What to do >>
Copy the lines below verbatim, beginning with the line that includes "Identify each instance of the black off-road" and continuing to the end; leave out everything before it.

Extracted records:

────────────────────────────────────────

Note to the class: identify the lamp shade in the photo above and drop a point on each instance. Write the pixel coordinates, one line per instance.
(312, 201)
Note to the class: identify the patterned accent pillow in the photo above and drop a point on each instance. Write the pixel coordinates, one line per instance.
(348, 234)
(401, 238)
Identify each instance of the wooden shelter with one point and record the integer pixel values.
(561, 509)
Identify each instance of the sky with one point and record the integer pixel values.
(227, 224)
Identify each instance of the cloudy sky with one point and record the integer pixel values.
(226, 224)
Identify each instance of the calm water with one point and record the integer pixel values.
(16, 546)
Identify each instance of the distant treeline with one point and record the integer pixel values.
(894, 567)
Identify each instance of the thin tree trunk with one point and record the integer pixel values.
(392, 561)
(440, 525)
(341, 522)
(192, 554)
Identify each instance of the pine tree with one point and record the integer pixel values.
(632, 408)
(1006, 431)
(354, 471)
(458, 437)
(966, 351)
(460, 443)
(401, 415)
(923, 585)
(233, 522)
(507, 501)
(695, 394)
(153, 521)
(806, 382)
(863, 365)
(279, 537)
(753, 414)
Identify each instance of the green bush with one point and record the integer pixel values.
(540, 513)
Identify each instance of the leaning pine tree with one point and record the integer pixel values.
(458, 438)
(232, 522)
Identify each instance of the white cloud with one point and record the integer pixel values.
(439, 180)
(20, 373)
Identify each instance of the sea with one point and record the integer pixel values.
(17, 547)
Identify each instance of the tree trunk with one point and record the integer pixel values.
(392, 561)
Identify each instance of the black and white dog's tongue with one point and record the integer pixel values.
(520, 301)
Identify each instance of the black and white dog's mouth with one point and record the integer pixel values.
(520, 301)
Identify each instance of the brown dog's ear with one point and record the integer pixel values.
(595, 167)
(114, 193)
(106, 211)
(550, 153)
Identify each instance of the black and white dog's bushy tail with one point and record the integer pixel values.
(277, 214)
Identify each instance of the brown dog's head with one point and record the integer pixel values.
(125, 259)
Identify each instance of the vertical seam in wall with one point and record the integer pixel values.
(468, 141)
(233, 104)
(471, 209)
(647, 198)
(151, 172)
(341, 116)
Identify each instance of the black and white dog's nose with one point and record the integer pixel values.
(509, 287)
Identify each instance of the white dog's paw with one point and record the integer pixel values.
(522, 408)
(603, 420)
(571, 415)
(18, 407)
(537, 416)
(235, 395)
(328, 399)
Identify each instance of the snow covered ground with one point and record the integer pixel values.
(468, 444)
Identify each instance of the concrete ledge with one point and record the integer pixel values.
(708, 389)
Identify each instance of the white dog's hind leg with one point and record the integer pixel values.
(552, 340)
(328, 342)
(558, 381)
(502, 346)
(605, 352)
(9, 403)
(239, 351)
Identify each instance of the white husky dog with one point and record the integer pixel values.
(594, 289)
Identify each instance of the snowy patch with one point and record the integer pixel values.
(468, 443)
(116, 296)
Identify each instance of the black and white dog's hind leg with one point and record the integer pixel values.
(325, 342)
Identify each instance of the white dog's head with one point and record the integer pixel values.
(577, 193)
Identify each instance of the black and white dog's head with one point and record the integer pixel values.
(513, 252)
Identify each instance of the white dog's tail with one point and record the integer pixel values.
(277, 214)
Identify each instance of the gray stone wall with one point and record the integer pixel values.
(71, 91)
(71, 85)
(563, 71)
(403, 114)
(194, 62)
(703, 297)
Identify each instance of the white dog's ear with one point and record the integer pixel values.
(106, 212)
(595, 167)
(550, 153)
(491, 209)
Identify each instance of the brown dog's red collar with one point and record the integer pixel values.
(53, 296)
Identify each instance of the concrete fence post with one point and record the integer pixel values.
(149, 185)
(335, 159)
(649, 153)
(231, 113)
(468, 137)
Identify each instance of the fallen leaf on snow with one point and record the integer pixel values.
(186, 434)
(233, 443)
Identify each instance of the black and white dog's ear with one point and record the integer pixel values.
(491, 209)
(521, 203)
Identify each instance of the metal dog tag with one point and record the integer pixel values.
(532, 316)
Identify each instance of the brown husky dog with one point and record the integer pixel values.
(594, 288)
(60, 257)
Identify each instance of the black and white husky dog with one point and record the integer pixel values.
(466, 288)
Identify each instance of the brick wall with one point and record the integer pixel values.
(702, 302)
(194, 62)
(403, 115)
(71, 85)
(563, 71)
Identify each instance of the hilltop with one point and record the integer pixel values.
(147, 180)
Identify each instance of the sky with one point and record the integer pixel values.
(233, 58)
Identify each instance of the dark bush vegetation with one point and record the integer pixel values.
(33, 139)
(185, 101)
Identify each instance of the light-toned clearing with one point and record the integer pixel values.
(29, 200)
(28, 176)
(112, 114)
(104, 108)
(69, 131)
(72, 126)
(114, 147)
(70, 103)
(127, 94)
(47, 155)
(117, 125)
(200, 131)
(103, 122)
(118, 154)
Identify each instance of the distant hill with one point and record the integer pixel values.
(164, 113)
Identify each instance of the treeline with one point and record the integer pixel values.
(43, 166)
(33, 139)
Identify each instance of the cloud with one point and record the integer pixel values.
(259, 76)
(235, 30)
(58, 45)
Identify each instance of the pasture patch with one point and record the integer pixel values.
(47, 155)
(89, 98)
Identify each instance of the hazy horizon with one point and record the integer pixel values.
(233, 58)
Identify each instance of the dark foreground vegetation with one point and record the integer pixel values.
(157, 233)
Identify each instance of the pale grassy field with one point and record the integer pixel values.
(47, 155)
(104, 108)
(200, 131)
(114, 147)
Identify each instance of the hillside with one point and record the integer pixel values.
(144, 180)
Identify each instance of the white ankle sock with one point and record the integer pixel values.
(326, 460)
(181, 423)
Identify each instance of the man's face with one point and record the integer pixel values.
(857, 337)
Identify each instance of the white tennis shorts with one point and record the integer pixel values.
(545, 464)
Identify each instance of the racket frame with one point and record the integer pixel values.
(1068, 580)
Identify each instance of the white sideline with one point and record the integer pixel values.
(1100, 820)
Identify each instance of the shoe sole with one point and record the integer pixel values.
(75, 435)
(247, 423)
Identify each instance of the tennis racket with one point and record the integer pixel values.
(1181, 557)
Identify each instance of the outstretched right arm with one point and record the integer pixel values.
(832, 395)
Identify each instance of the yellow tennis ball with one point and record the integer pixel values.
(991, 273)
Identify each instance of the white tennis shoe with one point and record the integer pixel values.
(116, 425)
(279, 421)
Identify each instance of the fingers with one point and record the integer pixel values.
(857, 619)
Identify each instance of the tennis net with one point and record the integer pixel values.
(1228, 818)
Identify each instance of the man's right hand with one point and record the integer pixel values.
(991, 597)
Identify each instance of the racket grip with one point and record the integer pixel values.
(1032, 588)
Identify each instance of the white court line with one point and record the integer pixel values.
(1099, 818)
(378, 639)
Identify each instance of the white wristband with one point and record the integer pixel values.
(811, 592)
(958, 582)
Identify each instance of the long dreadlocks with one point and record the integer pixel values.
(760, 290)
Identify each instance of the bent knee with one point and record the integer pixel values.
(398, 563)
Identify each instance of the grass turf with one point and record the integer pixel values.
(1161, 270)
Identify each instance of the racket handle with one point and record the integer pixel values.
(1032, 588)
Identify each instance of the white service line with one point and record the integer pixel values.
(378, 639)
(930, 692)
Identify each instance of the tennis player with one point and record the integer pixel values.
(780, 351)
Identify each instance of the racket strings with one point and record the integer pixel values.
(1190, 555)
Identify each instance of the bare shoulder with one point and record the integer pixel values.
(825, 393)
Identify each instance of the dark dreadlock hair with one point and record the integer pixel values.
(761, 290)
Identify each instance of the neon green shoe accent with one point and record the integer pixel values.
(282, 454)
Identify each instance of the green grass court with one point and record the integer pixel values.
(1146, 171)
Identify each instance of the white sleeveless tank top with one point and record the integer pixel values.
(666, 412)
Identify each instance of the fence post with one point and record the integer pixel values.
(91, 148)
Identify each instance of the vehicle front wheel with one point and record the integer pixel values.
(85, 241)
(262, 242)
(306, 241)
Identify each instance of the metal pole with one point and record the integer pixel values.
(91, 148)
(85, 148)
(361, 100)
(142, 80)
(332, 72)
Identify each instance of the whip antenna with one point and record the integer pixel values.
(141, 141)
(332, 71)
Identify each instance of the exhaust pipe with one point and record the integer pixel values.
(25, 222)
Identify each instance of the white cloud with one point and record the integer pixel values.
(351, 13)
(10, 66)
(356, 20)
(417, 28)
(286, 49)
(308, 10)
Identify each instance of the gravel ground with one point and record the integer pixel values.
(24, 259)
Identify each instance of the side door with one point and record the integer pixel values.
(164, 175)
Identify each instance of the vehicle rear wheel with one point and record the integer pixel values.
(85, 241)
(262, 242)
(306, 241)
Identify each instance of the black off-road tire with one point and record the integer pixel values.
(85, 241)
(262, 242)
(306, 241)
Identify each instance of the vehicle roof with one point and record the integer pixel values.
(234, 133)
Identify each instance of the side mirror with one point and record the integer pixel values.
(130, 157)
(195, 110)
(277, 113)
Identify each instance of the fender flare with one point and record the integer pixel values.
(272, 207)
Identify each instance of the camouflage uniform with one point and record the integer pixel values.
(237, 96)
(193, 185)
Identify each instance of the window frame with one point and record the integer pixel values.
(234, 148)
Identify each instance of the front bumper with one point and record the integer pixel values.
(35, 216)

────────────────────────────────────────

Response to this exercise >>
Identify each instance of the black off-road tire with one point and record the integer pixel values.
(85, 241)
(262, 242)
(306, 241)
Identify each instance of the vehicle roof with one point and record the integer pixel values.
(234, 133)
Identify each instance of the side mirror with one point and record the integer pixel values.
(130, 157)
(195, 110)
(277, 113)
Identify each instance of the fender flare with one point and record the integer pixel values.
(272, 207)
Identify each instance of the camouflage uniform with one point and record the integer pixel values.
(237, 96)
(193, 185)
Identify each instance of the window frame with one point and record the integer pixel values.
(234, 148)
Identify each instance of the front bumper with one point and record the integer pixel values.
(35, 216)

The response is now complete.